[Recorded data]
*****

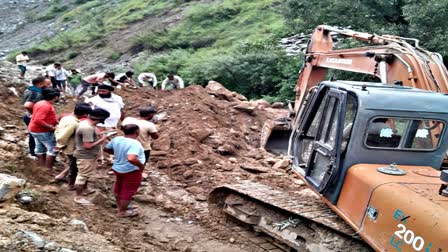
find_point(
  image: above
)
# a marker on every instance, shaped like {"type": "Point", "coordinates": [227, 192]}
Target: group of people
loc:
{"type": "Point", "coordinates": [64, 80]}
{"type": "Point", "coordinates": [85, 136]}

*****

REQUIRED TASK —
Convert the data above into a Markdown table with the columns Row and Line: one numbered row per line, skipping blank lines. Leave out any picture lines.

TASK ANSWER —
| Row | Line |
|---|---|
| 1 | find_point( |
| 2 |   image: above |
| 3 | ) |
| 4 | # a marker on every instance, shaped like {"type": "Point", "coordinates": [227, 192]} |
| 5 | Target: group of people |
| 6 | loc: |
| 7 | {"type": "Point", "coordinates": [64, 80]} |
| 8 | {"type": "Point", "coordinates": [85, 136]} |